(begin)
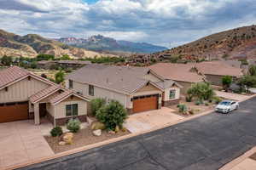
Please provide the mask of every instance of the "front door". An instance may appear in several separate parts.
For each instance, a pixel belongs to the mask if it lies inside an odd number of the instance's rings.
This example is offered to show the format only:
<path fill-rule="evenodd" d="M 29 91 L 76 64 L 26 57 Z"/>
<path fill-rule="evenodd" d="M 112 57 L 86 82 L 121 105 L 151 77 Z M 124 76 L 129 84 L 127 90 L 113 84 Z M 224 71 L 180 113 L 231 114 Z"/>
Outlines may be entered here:
<path fill-rule="evenodd" d="M 39 104 L 39 114 L 40 114 L 40 117 L 45 116 L 46 113 L 47 113 L 46 103 Z"/>

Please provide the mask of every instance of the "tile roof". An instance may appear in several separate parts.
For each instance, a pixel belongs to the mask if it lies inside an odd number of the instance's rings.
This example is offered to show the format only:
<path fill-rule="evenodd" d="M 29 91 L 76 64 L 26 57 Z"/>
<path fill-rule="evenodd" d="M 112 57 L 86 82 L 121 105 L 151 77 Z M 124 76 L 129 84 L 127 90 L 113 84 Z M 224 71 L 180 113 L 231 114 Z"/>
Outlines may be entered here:
<path fill-rule="evenodd" d="M 55 93 L 55 91 L 57 91 L 58 89 L 61 89 L 61 87 L 60 85 L 52 85 L 50 86 L 49 88 L 46 88 L 39 92 L 38 92 L 37 94 L 32 95 L 30 97 L 30 101 L 32 103 L 35 103 L 37 102 L 38 99 L 44 99 L 45 97 L 52 94 L 53 93 Z"/>
<path fill-rule="evenodd" d="M 216 76 L 241 76 L 242 70 L 233 67 L 222 61 L 205 61 L 195 64 L 195 66 L 202 74 Z"/>
<path fill-rule="evenodd" d="M 204 81 L 204 76 L 191 71 L 193 65 L 188 64 L 158 63 L 148 68 L 165 79 L 188 82 Z"/>
<path fill-rule="evenodd" d="M 18 66 L 11 66 L 4 69 L 0 71 L 0 88 L 29 74 L 28 71 Z"/>
<path fill-rule="evenodd" d="M 66 78 L 130 94 L 148 82 L 144 79 L 148 71 L 145 67 L 88 65 Z"/>

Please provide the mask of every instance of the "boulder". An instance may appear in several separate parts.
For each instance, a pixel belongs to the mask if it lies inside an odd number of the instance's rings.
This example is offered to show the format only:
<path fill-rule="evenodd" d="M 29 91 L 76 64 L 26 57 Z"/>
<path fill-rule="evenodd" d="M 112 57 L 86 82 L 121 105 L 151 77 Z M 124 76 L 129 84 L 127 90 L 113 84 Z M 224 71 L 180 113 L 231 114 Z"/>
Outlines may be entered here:
<path fill-rule="evenodd" d="M 106 128 L 106 126 L 100 122 L 94 122 L 91 123 L 90 128 L 91 130 L 104 130 Z"/>
<path fill-rule="evenodd" d="M 92 131 L 93 135 L 95 136 L 101 136 L 102 134 L 102 132 L 101 129 L 94 130 Z"/>
<path fill-rule="evenodd" d="M 65 145 L 65 144 L 66 144 L 66 142 L 64 142 L 64 141 L 59 142 L 59 145 Z"/>
<path fill-rule="evenodd" d="M 67 144 L 73 144 L 73 133 L 64 133 L 61 141 L 65 142 Z"/>

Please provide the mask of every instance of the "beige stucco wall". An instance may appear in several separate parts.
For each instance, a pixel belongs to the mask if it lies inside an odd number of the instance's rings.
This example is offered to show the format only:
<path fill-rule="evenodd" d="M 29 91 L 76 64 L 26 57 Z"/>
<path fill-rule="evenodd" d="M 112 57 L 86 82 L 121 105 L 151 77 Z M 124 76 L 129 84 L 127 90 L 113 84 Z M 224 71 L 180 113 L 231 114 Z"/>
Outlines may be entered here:
<path fill-rule="evenodd" d="M 8 87 L 8 91 L 5 89 L 0 90 L 0 103 L 27 101 L 32 94 L 46 88 L 49 84 L 31 77 L 25 78 Z"/>
<path fill-rule="evenodd" d="M 152 74 L 152 73 L 146 74 L 146 75 L 144 76 L 144 78 L 145 78 L 146 80 L 149 80 L 149 81 L 154 82 L 160 82 L 160 81 L 161 81 L 161 79 L 160 79 L 159 77 L 157 77 L 156 76 L 154 76 L 154 75 Z"/>
<path fill-rule="evenodd" d="M 51 105 L 53 109 L 50 109 L 51 112 L 54 112 L 55 118 L 64 118 L 66 116 L 66 105 L 78 104 L 79 105 L 79 116 L 87 114 L 87 102 L 84 100 L 73 100 L 73 101 L 63 101 L 56 105 Z"/>
<path fill-rule="evenodd" d="M 127 96 L 125 94 L 94 86 L 94 96 L 90 96 L 89 95 L 89 84 L 73 82 L 73 89 L 76 92 L 82 93 L 82 95 L 90 99 L 96 98 L 104 98 L 108 100 L 115 99 L 119 101 L 125 107 L 127 106 Z"/>
<path fill-rule="evenodd" d="M 175 99 L 169 99 L 169 94 L 170 94 L 170 90 L 175 90 L 176 94 L 175 94 Z M 164 94 L 164 101 L 169 101 L 169 100 L 176 100 L 180 98 L 180 88 L 177 87 L 172 87 L 170 88 L 166 88 L 165 89 L 165 94 Z"/>

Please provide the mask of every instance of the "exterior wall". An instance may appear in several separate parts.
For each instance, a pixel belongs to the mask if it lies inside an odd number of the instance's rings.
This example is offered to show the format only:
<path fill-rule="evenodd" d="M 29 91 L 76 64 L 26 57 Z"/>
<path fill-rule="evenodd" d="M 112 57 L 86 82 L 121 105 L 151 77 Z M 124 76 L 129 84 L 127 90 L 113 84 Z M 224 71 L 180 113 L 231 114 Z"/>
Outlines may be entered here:
<path fill-rule="evenodd" d="M 162 81 L 161 79 L 160 79 L 159 77 L 157 77 L 156 76 L 154 76 L 152 73 L 145 75 L 144 78 L 147 79 L 147 80 L 149 80 L 151 82 L 161 82 Z"/>
<path fill-rule="evenodd" d="M 60 104 L 55 105 L 54 107 L 54 114 L 55 118 L 64 118 L 66 116 L 66 105 L 78 104 L 79 105 L 79 116 L 87 115 L 87 102 L 84 100 L 74 100 L 74 101 L 62 101 Z M 73 116 L 71 116 L 73 117 Z"/>
<path fill-rule="evenodd" d="M 205 75 L 207 77 L 207 80 L 212 85 L 216 86 L 221 86 L 222 85 L 222 76 L 217 76 L 217 75 Z"/>
<path fill-rule="evenodd" d="M 8 87 L 8 91 L 5 89 L 0 90 L 0 103 L 28 101 L 29 97 L 32 94 L 46 88 L 49 84 L 31 77 L 25 78 Z"/>
<path fill-rule="evenodd" d="M 68 80 L 67 81 L 68 84 Z M 115 99 L 119 101 L 125 107 L 127 107 L 127 97 L 125 94 L 119 94 L 114 91 L 110 91 L 102 88 L 94 86 L 94 96 L 89 95 L 89 84 L 83 84 L 80 82 L 73 82 L 73 89 L 79 92 L 82 95 L 92 99 L 96 98 L 105 98 L 107 99 Z"/>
(end)
▶ _EXERCISE DESCRIPTION_
Copy out every line of the listing above word for word, leaving out the pictures.

▶ _FULL ANSWER_
Please provide the mask of every instance of the "front door". An instance may appear in several separate parts.
For each instance, a pixel belongs to the mask if it lies inside an odd number of the instance's rings.
This example is offered to show the format only:
<path fill-rule="evenodd" d="M 29 91 L 76 64 L 26 57 Z"/>
<path fill-rule="evenodd" d="M 112 57 L 86 82 L 121 105 L 151 77 Z M 124 76 L 129 84 L 127 90 L 113 84 Z M 224 71 L 180 113 L 231 114 Z"/>
Outlines may be entered here:
<path fill-rule="evenodd" d="M 39 104 L 39 114 L 40 114 L 40 117 L 45 116 L 46 113 L 47 113 L 46 103 Z"/>

Please provide the mask of every instance of the "tile roof". An instance may appear in several separate parts.
For each instance, a pixel belongs to the mask if it lies inside an odd number of the instance's rings.
This example is offered to show the format only:
<path fill-rule="evenodd" d="M 29 91 L 76 64 L 26 57 Z"/>
<path fill-rule="evenodd" d="M 112 57 L 86 82 L 121 105 L 151 77 Z M 124 76 L 129 84 L 127 90 L 113 84 Z M 224 71 L 180 113 L 231 114 Z"/>
Outlines may be entered here:
<path fill-rule="evenodd" d="M 55 93 L 55 91 L 57 91 L 58 89 L 61 89 L 61 87 L 60 85 L 52 85 L 50 86 L 49 88 L 46 88 L 39 92 L 38 92 L 37 94 L 32 95 L 30 97 L 30 101 L 32 103 L 35 103 L 37 102 L 38 99 L 44 99 L 45 97 L 52 94 L 53 93 Z"/>
<path fill-rule="evenodd" d="M 216 76 L 241 76 L 242 70 L 233 67 L 222 61 L 205 61 L 195 64 L 195 66 L 202 74 Z"/>
<path fill-rule="evenodd" d="M 204 81 L 204 76 L 191 71 L 193 65 L 188 64 L 158 63 L 148 68 L 165 79 L 188 82 Z"/>
<path fill-rule="evenodd" d="M 18 66 L 11 66 L 4 69 L 0 71 L 0 88 L 29 74 L 28 71 Z"/>
<path fill-rule="evenodd" d="M 66 78 L 130 94 L 148 82 L 144 79 L 148 71 L 145 67 L 88 65 Z"/>

Please provide the mask of every instance of the "boulder". An instance may appear in several separate parts.
For each instance, a pixel belongs to the mask if it lies inside an odd number of the instance's rings.
This example is offered to show the format only:
<path fill-rule="evenodd" d="M 29 91 L 76 64 L 26 57 Z"/>
<path fill-rule="evenodd" d="M 112 57 L 86 82 L 121 105 L 151 77 Z M 124 76 L 129 84 L 127 90 L 113 84 Z M 224 71 L 180 113 L 231 114 Z"/>
Outlines may be entered here:
<path fill-rule="evenodd" d="M 106 128 L 106 126 L 100 122 L 94 122 L 91 123 L 90 128 L 91 130 L 104 130 Z"/>
<path fill-rule="evenodd" d="M 92 131 L 93 135 L 95 136 L 101 136 L 102 134 L 102 132 L 101 129 L 94 130 Z"/>
<path fill-rule="evenodd" d="M 65 145 L 65 144 L 66 144 L 66 142 L 64 142 L 64 141 L 59 142 L 59 145 Z"/>
<path fill-rule="evenodd" d="M 67 144 L 73 144 L 73 133 L 64 133 L 61 141 L 65 142 Z"/>

Please provide the mask of every instance of the "beige stucco wall". An instance may appear in several separate parts.
For each instance, a pixel belongs to the mask if it lies inside an odd number of the instance's rings.
This example is offered to show the format only:
<path fill-rule="evenodd" d="M 29 91 L 76 64 L 26 57 Z"/>
<path fill-rule="evenodd" d="M 112 57 L 86 82 L 121 105 L 151 77 Z M 124 76 L 129 84 L 127 90 L 113 84 Z M 224 71 L 180 113 L 231 114 Z"/>
Outlines may be entered here:
<path fill-rule="evenodd" d="M 8 87 L 8 91 L 5 89 L 0 90 L 0 103 L 27 101 L 32 94 L 46 88 L 49 84 L 31 77 L 25 78 Z"/>
<path fill-rule="evenodd" d="M 152 74 L 152 73 L 146 74 L 146 75 L 144 76 L 144 78 L 145 78 L 146 80 L 149 80 L 149 81 L 154 82 L 160 82 L 160 81 L 161 81 L 161 79 L 160 79 L 159 77 L 157 77 L 156 76 L 154 76 L 154 75 Z"/>
<path fill-rule="evenodd" d="M 51 105 L 53 109 L 50 109 L 51 112 L 54 112 L 55 118 L 64 118 L 66 116 L 66 105 L 78 104 L 79 105 L 79 116 L 87 114 L 87 102 L 84 100 L 73 100 L 73 101 L 63 101 L 56 105 Z"/>
<path fill-rule="evenodd" d="M 127 96 L 125 94 L 94 86 L 94 96 L 90 96 L 89 95 L 89 84 L 73 82 L 73 89 L 76 92 L 82 93 L 82 95 L 90 99 L 96 98 L 104 98 L 108 100 L 115 99 L 119 101 L 125 107 L 127 106 Z"/>
<path fill-rule="evenodd" d="M 175 99 L 169 99 L 169 94 L 170 94 L 170 90 L 175 90 L 176 94 L 175 94 Z M 164 94 L 164 101 L 169 101 L 169 100 L 176 100 L 180 98 L 180 88 L 177 87 L 172 87 L 170 88 L 166 88 L 165 89 L 165 94 Z"/>

Please provide the mask of every instance of the "exterior wall". An instance may appear in several separate parts.
For each instance, a pixel belongs to the mask if it lies inside an odd number of the instance's rings.
This example is offered to show the format only:
<path fill-rule="evenodd" d="M 29 91 L 76 64 L 26 57 Z"/>
<path fill-rule="evenodd" d="M 112 57 L 86 82 L 121 105 L 151 77 Z M 124 76 L 129 84 L 127 90 L 113 84 Z M 224 71 L 180 113 L 231 114 Z"/>
Outlines may be entered here:
<path fill-rule="evenodd" d="M 162 81 L 161 79 L 160 79 L 159 77 L 157 77 L 156 76 L 154 76 L 152 73 L 145 75 L 144 78 L 147 79 L 147 80 L 149 80 L 151 82 L 161 82 Z"/>
<path fill-rule="evenodd" d="M 60 104 L 55 105 L 54 107 L 54 114 L 55 118 L 64 118 L 66 116 L 66 105 L 78 104 L 79 105 L 79 116 L 87 115 L 87 102 L 84 100 L 74 100 L 74 101 L 62 101 Z M 73 116 L 71 116 L 73 117 Z"/>
<path fill-rule="evenodd" d="M 205 75 L 207 77 L 207 80 L 212 85 L 216 86 L 221 86 L 222 85 L 222 76 L 217 76 L 217 75 Z"/>
<path fill-rule="evenodd" d="M 8 87 L 8 91 L 5 89 L 0 90 L 0 103 L 28 101 L 29 97 L 32 94 L 46 88 L 49 84 L 31 77 L 25 78 Z"/>
<path fill-rule="evenodd" d="M 68 80 L 67 81 L 68 84 Z M 115 99 L 119 101 L 125 107 L 127 107 L 127 97 L 125 94 L 119 94 L 114 91 L 110 91 L 102 88 L 94 86 L 94 96 L 89 95 L 89 84 L 83 84 L 80 82 L 73 82 L 73 89 L 79 92 L 82 95 L 92 99 L 96 98 L 105 98 L 107 99 Z"/>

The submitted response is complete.